→ To do: Retype nothing except the lines below from the one with "hawk's head, returned" through the one with "pigeon's body, returned", exactly, with images left out.

→ Excerpted data:

* * * * * * *

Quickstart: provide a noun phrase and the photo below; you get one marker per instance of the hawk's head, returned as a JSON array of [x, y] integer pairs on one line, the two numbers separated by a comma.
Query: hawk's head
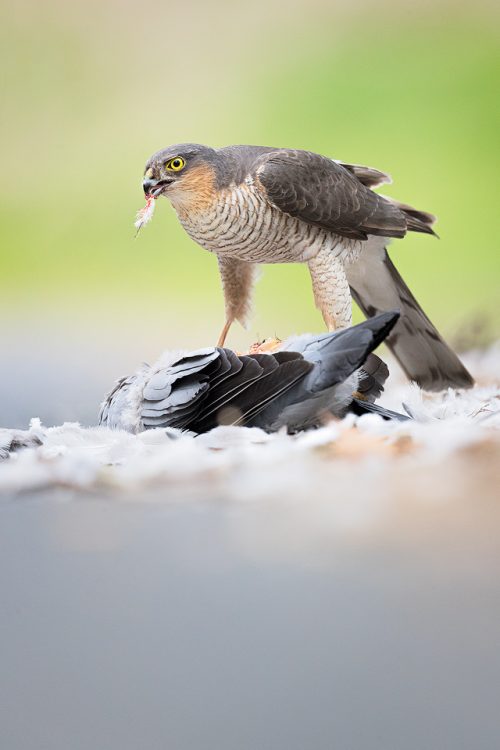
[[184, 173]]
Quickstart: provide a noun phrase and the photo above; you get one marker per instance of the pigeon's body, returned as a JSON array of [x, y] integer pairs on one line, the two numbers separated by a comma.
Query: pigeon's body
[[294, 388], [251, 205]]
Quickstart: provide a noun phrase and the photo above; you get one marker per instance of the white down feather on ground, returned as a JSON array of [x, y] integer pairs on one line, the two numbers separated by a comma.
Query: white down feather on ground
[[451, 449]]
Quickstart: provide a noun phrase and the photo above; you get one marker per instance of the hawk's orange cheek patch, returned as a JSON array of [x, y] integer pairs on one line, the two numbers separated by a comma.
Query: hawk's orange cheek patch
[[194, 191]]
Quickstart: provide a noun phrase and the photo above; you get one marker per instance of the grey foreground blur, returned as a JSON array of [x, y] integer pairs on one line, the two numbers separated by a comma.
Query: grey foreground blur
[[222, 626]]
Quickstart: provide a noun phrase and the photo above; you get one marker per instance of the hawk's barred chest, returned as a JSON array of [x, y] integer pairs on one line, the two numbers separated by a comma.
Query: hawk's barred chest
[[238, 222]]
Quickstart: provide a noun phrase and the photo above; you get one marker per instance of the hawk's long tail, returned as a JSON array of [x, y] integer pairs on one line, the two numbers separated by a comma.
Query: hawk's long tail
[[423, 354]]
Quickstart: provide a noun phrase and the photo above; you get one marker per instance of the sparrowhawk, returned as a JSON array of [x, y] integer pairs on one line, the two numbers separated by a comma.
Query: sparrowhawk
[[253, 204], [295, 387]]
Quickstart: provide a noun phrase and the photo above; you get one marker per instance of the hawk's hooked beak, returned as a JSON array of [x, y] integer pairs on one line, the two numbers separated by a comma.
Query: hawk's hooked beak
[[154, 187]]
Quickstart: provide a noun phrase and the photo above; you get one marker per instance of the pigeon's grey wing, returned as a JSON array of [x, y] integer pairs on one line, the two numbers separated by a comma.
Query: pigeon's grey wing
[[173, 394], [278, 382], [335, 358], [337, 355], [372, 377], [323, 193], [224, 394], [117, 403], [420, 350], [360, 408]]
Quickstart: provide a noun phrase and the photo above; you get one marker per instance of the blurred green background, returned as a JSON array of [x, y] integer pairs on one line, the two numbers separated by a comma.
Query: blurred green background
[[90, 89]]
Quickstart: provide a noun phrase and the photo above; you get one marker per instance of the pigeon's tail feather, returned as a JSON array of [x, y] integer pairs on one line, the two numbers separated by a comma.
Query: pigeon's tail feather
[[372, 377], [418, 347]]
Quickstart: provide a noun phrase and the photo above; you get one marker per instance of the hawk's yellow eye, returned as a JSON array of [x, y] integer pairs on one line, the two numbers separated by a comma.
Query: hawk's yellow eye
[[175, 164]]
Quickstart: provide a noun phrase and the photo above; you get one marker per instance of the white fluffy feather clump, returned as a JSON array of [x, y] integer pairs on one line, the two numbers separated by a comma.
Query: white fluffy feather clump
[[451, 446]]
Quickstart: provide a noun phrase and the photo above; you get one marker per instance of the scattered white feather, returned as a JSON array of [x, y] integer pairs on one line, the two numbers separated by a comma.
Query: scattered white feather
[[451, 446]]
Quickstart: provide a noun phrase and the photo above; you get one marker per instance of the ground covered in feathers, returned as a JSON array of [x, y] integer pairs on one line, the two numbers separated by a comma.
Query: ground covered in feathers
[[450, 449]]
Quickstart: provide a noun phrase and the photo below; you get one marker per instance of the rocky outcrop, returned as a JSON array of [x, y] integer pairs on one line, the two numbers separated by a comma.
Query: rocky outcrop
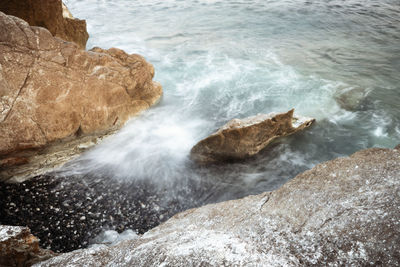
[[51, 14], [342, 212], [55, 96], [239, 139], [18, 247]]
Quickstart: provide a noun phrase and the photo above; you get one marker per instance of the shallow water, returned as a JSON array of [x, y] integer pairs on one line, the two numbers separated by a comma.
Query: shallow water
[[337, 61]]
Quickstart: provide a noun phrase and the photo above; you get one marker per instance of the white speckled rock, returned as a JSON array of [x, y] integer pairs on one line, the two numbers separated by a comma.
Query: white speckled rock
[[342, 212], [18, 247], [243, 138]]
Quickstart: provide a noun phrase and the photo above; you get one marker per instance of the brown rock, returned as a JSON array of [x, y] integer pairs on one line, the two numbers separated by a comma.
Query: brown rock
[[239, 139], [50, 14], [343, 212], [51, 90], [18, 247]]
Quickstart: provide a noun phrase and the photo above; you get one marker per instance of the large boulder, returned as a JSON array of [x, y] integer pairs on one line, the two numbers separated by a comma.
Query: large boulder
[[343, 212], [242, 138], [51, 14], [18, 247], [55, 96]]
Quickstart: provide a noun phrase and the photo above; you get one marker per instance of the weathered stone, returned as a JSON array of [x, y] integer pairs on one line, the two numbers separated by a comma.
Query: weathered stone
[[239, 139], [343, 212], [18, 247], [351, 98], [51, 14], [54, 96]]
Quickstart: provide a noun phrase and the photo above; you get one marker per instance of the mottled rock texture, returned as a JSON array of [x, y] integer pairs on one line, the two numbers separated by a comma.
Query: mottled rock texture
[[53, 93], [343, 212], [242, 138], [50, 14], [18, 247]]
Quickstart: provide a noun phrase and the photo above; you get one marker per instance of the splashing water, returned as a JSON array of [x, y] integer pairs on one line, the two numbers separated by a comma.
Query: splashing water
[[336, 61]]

* * * * * * *

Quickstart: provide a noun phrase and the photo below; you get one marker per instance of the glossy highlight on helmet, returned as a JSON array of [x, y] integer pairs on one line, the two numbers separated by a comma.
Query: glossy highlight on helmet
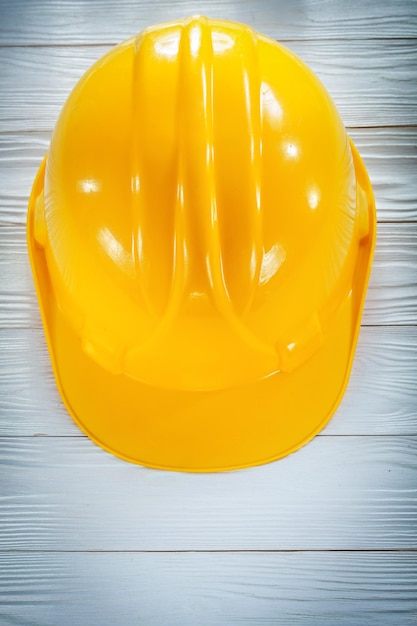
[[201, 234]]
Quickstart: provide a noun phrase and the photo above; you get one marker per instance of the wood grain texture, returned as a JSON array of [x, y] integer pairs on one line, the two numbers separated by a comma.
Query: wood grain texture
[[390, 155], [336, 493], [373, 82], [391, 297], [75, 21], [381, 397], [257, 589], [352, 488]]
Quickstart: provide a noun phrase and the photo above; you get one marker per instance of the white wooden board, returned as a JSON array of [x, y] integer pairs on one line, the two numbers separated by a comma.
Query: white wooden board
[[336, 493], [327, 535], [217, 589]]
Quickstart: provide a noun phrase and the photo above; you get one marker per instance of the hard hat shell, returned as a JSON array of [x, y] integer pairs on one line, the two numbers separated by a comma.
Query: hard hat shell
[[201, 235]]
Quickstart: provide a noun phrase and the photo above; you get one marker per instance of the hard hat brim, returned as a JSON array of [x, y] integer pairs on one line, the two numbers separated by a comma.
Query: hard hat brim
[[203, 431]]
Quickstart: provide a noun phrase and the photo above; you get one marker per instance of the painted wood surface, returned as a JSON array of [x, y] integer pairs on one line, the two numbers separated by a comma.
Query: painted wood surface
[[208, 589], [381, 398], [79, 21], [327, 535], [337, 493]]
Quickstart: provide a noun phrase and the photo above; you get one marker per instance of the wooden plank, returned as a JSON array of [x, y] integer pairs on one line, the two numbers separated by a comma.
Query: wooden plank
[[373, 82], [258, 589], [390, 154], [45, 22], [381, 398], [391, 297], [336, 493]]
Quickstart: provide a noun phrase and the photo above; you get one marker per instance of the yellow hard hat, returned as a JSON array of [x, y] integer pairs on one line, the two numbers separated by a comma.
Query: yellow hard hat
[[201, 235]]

* * * * * * *

→ Task output:
Quickstart: provide a noun phrase and the photo below; you get one marker per instance of the hawk's head, returned as a JSON array of [x, y] integer pairs on one line, the two numbers separated by a comma.
Query: hawk's head
[[184, 173]]
Quickstart: provide a noun phrase and the photo above; you get one marker per instance of the pigeon's body, returned as a JSON array of [x, y] integer pairs on one line, the two numbers separated by a comma.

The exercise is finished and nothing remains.